▸ Extrait du texte:
_ _ _
Le vent des « révolutions de velours » n'en finit plus de souffler sur l'aire post-soviétique. Cette zone est, en effet, soumise à des bouleversements comparables, par leur intensité, à ceux qui aboutirent à l'éclatement de l'URSS en 1991. Véritables « deuxièmes sorties du communisme », les soulèvements populaires qui - en Géorgie (2003) puis en Ukraine (2004) - ont vu le renversement en douceur des vieilles élites au profit d'une nouvelle génération de dirigeants favorables au changement, ont redessiné la carte de l'ex-URSS, traversée depuis peu par une nouvelle ligne de fracture. Celle-ci sépare désormais les États en quête de démocratie et tournés vers l'Occident (Géorgie, Ukraine, Moldavie) de ceux adeptes du modèle autoritaire (Bélarus, Azerbaïdjan, Kazakhstan, Tadjikistan, Ouzbékistan, Turkménistan, Kirghizistan, Arménie), restés dans l'orbite russe.Géorgie et Ukraine : la hantise du Kremlin
À Tbilissi comme à Kiev, c'est bien contre ce modèle autoritaire que des dizaines de milliers de manifestants se sont élevés, ulcérés par la corruption et le mensonge des élites, découragés par la confiscation de l'outil économique, révoltés par l'utilisation frauduleuse de leurs suffrages. Donné pour passif, voire inapte à la démocratie, l'électeur de Géorgie et d'Ukraine, débarrassé de son carcan d'Homo sovieticus, a obtenu du pouvoir en place le respect du principal acquis démocratique : le droit de vote. Les bourrages des urnes, les pressions sur les médias et les tentatives d'élimination des opposants n'ont plus fonctionné. Pour une fois, les falsifications électorales orchestrées par les régimes en place ont servi de déclencheurs à leur chute.
_ _ _
▸ Exercices proposés:
1) D'après l'extrait sur les révolutions de velours, quels États de l'ex-URSS sont en quête de démocratie et tournés vers l'Occident ?
2) Expliquez, en vous fondant sur l'extrait sur les révolutions de velours, pourquoi des dizaines de milliers de manifestants se sont élevés à Tbilissi et à Kiev.

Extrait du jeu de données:
_ _ _
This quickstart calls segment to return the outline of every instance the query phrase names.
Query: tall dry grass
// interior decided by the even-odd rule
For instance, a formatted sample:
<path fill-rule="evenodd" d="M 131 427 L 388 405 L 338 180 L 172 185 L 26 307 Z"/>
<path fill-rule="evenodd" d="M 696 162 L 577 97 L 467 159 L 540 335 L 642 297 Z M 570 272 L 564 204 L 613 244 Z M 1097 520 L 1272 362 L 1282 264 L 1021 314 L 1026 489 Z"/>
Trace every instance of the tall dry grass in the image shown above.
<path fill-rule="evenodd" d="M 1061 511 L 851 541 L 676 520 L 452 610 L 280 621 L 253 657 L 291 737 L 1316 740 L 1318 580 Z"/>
_ _ _
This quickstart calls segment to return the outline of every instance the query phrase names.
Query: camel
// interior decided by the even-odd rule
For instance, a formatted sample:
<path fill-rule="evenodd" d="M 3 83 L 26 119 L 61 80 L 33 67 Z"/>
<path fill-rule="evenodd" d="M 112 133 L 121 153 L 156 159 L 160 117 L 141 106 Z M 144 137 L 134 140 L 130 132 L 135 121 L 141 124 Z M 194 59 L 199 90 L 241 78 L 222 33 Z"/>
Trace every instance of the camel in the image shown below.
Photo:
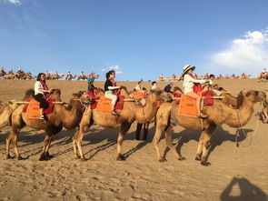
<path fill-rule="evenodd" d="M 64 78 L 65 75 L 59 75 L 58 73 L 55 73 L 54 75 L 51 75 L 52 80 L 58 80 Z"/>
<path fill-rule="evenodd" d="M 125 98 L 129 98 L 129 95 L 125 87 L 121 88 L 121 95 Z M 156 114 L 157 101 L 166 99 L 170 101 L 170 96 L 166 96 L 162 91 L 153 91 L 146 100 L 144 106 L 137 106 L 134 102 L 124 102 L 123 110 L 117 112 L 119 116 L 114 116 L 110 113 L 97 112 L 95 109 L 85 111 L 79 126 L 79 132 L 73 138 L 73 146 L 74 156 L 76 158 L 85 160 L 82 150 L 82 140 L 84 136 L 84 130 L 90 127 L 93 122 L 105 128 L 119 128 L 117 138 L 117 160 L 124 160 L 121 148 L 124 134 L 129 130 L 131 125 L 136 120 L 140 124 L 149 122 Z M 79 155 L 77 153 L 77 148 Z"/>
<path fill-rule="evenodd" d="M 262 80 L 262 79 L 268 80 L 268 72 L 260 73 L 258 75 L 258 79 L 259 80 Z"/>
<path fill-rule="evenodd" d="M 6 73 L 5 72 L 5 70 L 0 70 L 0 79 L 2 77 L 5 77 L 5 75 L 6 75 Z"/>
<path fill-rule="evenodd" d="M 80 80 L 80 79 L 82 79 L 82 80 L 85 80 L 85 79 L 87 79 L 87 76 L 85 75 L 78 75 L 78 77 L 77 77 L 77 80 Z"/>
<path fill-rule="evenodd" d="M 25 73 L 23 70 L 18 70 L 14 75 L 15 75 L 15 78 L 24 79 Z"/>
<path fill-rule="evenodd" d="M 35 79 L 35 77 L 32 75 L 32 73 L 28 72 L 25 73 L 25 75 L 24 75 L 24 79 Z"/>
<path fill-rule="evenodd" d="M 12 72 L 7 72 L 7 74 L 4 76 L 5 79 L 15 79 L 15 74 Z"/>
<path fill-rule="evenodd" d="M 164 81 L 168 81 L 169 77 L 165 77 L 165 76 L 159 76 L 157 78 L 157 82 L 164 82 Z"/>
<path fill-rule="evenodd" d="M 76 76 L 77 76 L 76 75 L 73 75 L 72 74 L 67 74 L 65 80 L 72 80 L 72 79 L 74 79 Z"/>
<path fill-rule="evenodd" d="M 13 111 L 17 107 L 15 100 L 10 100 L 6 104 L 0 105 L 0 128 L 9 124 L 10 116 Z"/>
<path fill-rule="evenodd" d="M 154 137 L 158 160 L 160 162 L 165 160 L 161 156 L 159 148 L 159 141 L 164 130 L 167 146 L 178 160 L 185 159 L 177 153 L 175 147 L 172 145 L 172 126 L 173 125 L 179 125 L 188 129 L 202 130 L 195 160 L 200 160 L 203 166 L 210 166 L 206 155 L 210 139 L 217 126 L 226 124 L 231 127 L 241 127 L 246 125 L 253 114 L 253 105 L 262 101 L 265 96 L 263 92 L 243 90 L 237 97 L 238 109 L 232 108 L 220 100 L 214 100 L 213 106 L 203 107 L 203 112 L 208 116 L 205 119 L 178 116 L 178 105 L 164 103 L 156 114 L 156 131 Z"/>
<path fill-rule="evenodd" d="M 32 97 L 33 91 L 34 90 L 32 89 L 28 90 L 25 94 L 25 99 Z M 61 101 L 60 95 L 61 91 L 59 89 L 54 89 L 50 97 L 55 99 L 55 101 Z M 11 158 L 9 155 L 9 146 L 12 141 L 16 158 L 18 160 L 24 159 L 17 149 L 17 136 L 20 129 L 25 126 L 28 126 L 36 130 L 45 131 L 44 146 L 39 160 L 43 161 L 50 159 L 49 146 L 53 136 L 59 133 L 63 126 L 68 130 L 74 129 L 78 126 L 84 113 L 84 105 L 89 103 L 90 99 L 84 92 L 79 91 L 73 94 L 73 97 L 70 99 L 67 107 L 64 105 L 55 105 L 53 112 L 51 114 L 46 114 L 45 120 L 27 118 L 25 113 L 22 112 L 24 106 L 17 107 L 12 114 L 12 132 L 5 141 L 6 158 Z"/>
_ _ _
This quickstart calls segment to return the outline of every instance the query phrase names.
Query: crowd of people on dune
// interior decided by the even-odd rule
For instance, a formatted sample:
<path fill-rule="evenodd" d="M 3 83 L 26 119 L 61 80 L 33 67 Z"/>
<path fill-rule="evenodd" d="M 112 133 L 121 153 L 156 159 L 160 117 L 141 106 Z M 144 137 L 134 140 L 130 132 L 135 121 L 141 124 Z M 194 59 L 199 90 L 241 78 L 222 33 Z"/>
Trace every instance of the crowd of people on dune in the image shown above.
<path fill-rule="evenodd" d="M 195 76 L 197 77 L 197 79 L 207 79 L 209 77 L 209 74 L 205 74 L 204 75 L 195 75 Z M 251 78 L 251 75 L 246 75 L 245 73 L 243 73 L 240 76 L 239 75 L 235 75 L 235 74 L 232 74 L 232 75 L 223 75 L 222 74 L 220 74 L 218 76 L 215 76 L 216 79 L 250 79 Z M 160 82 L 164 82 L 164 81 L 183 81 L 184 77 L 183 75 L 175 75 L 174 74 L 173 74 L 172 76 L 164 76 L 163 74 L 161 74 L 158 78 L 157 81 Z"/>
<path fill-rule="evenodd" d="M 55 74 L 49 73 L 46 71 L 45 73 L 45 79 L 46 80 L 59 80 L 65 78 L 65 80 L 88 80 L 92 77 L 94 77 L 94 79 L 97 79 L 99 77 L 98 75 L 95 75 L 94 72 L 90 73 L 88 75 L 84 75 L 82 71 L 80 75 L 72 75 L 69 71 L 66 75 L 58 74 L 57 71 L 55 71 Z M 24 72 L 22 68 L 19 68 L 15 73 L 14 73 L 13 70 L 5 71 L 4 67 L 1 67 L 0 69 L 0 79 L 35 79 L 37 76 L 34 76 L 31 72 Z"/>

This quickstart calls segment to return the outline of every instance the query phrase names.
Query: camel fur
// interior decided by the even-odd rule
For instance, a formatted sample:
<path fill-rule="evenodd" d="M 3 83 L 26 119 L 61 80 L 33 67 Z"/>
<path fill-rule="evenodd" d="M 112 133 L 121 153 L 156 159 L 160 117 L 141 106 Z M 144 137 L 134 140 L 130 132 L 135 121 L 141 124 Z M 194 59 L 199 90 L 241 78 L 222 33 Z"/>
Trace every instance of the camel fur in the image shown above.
_ _ _
▸ Corrigés par exercice:
1) La Géorgie, l'Ukraine et la Moldavie.

2) Ils se sont dressés contre le modèle autoritaire, ulcérés par la corruption et le mensonge des élites et découragés par la confiscation de l'outil économique. Ils étaient surtout révoltés par l'utilisation frauduleuse de leurs suffrages : les falsifications électorales orchestrées par les régimes en place ont servi de déclencheurs à leur chute.